2016: What a Year for Bounty from the Box—and Welcome to 2017!

Happy New Year! In the waning days of 2016, I was reflecting on the past year and its highs and lows, events and happenings, and blessings and turbulences. It was also a simply amazing debut year for Bounty from the Box! Because of the nearly 400 farms and related organizations mentioned in the book, BFTB had […]

Happy New Year! In the waning days of 2016, I was reflecting on the past year and its highs and lows, events and happenings, and blessings and turbulences. It was also a simply amazing debut year for Bounty from the Box!

Because of the nearly 400 farms and related organizations mentioned in the book, BFTB had something of a family already when it came out in the fall of 2015. Thanks to the huge generosity of these places, as well as the amazing team that worked with me to create and launch this book, 2016 was the year of travel and book tours. Events close to my home in the Pacific Northwest kicked off the year in March, first with a talk at Nash’s Organics in Sequim, Washington, followed by an appearance at the CSA Share Fair in Portland, Oregon, where I shared a table with Gathering Together Farm.

2016: What a Year for Bounty from the Box—and Welcome to 2017!

“Dinner with the Author” at the Blue Heron Coffeehouse, Winona, Minnesota, April 16, 2016.

 

In April, the Blue Heron Coffeehouse in Winona, Minnesota, generously prepared an absolutely delicious four-course “Dinner with the Author” featuring recipes from BFTB, where Jack Hedin of Featherstone Farm (the southeast Minnesota farm that inspired my first cookbook) and I spoke to an enthusiastic crowd. I was also able to reconnect with Will Allen, the nation’s original pioneer urban farmer, founder of Growing Power, and writer of BFTB’s foreword, when he spoke at a food ethics conference in La Crosse, Wisconsin.

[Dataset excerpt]
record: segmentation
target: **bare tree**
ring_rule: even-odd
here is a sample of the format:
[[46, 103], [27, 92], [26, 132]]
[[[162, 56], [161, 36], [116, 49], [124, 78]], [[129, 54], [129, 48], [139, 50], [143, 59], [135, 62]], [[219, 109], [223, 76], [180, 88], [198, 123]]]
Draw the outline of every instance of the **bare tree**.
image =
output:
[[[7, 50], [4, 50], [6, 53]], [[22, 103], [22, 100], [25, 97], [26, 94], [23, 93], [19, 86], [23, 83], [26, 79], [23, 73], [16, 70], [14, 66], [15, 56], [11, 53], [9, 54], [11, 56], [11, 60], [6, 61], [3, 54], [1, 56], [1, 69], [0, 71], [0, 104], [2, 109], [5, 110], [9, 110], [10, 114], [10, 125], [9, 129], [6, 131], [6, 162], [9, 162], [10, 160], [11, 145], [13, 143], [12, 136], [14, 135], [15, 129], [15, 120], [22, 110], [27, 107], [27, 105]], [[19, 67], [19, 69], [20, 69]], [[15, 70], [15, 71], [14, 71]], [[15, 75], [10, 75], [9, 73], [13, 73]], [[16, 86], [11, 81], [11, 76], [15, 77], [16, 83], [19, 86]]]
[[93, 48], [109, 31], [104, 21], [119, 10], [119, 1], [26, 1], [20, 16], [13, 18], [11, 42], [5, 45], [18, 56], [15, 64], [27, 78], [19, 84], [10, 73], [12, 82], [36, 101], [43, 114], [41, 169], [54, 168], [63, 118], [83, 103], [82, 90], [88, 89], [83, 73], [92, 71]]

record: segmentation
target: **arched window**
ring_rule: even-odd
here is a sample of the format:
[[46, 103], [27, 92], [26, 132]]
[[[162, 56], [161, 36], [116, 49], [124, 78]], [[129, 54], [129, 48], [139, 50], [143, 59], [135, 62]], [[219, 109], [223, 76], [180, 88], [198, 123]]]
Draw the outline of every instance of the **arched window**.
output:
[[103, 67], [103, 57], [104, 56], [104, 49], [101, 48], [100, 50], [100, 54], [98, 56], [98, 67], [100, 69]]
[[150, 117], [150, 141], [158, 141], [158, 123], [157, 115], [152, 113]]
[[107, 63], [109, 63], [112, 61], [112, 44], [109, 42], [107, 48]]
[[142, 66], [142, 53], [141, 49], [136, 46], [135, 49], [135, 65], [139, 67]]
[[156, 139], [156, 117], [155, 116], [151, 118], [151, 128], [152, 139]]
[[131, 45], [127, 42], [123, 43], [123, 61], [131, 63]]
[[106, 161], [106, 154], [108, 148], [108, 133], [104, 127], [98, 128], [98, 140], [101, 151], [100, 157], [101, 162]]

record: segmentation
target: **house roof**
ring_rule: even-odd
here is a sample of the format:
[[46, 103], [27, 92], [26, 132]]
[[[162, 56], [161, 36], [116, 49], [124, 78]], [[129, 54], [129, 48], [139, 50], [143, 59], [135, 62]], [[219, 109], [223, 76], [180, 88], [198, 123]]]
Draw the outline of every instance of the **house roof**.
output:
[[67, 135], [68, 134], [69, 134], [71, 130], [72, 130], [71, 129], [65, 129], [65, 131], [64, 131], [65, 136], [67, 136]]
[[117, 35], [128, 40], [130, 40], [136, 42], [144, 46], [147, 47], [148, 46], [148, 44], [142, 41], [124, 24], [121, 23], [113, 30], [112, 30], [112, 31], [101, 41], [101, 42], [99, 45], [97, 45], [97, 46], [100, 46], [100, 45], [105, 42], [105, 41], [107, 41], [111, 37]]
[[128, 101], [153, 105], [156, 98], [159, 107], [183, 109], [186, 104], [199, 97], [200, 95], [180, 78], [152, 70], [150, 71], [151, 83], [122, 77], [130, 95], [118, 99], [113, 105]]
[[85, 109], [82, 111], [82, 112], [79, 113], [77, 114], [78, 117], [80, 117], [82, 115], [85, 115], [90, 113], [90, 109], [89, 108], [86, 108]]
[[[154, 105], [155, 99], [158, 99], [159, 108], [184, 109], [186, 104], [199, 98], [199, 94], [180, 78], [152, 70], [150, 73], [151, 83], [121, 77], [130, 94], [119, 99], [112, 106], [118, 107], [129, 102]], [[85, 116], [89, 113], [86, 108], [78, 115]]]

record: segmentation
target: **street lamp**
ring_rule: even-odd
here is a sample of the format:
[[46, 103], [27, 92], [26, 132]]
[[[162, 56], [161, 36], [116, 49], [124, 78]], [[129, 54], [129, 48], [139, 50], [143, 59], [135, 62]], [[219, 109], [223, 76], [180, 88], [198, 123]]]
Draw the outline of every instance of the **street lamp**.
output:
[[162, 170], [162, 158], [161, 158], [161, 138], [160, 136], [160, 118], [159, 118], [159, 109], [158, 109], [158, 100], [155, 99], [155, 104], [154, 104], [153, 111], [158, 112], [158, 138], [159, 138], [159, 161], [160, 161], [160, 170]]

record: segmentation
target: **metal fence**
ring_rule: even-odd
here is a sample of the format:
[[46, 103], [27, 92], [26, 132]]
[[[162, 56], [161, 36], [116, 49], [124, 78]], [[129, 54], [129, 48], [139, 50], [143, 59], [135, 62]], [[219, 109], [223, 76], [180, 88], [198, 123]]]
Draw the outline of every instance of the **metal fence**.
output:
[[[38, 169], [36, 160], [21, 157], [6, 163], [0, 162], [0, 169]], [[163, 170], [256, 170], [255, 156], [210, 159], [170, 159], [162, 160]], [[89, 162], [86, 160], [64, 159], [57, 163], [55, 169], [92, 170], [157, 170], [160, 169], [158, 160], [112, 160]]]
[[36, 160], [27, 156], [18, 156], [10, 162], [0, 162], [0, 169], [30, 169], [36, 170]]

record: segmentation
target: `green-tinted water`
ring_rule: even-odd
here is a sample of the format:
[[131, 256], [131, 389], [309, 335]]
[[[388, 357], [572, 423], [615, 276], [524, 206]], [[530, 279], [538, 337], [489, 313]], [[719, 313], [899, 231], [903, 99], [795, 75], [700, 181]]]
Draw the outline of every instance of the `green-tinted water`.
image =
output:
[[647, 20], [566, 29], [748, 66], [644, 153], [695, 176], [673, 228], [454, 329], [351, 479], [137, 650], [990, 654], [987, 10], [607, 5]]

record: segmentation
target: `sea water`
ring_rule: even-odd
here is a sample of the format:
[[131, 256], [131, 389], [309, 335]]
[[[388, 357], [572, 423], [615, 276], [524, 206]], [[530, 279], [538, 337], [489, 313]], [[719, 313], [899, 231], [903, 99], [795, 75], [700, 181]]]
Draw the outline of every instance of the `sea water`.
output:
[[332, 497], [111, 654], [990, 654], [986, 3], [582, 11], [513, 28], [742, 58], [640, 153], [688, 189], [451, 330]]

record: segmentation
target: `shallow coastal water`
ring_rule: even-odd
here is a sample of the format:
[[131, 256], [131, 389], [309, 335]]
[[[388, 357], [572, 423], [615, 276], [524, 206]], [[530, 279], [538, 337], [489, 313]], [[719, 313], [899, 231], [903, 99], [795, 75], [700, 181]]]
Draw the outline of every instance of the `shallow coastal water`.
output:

> **Task requirements**
1. Write out the part of the Bounty from the Box year-in-review post that begins at the words "In April, the" and stops after the words "La Crosse, Wisconsin.".
2. According to the Bounty from the Box year-in-review post, who wrote the book's foreword?
3. Proceed with the Bounty from the Box year-in-review post from the point where it stops.

> **The results**
1.
In April, the Blue Heron Coffeehouse in Winona, Minnesota, generously prepared an absolutely delicious four-course “Dinner with the Author” featuring recipes from BFTB, where Jack Hedin of Featherstone Farm (the southeast Minnesota farm that inspired my first cookbook) and I spoke to an enthusiastic crowd. I was also able to reconnect with Will Allen, the nation’s original pioneer urban farmer, founder of Growing Power, and writer of BFTB’s foreword, when he spoke at a food ethics conference in La Crosse, Wisconsin.

2. Will Allen, the founder of Growing Power.

3.
2016: What a Year for Bounty from the Box—and Welcome to 2017!

BFTB researcher Maureen Cooney and Mi Ae Lipe with Will Allen, founder of Growing Power, at the Viturbo University’s Conference on Food Ethics, La Crosse, Wisconsin, April 14–16, 2016.

 

In June I drove out to the East Coast for my first real tour with BFTB. This was a part of the country I had never been to before but always dreamt of seeing. I visited Common Good City Farm in Washington DC (read more here) and toured gorgeous Lancaster in Pennsylvania with foodie and BFTB social media friend Paul Anater (more here), followed by a very rainy outdoor early summer book signing at Manhattan’s famous Greenmarket in Union Square.

2016: What a Year for Bounty from the Box—and Welcome to 2017!

With BFTB researcher and blogger Martha Wagner at Greenmarket in Union Square, New York City, June 11, 2016.

 

I had a fantastic time speaking and signing at two places in farm-carpeted Long Island—Sang Lee Farms (one of the featured farms in the book) and Bayard Cutting Arboretum. There was also time to indulge in a few NYC culinary delights, including a trip to Mario Batali‘s famed Eataly emporium. His passion for the good things of the earth—and the people who grow them—is palpable.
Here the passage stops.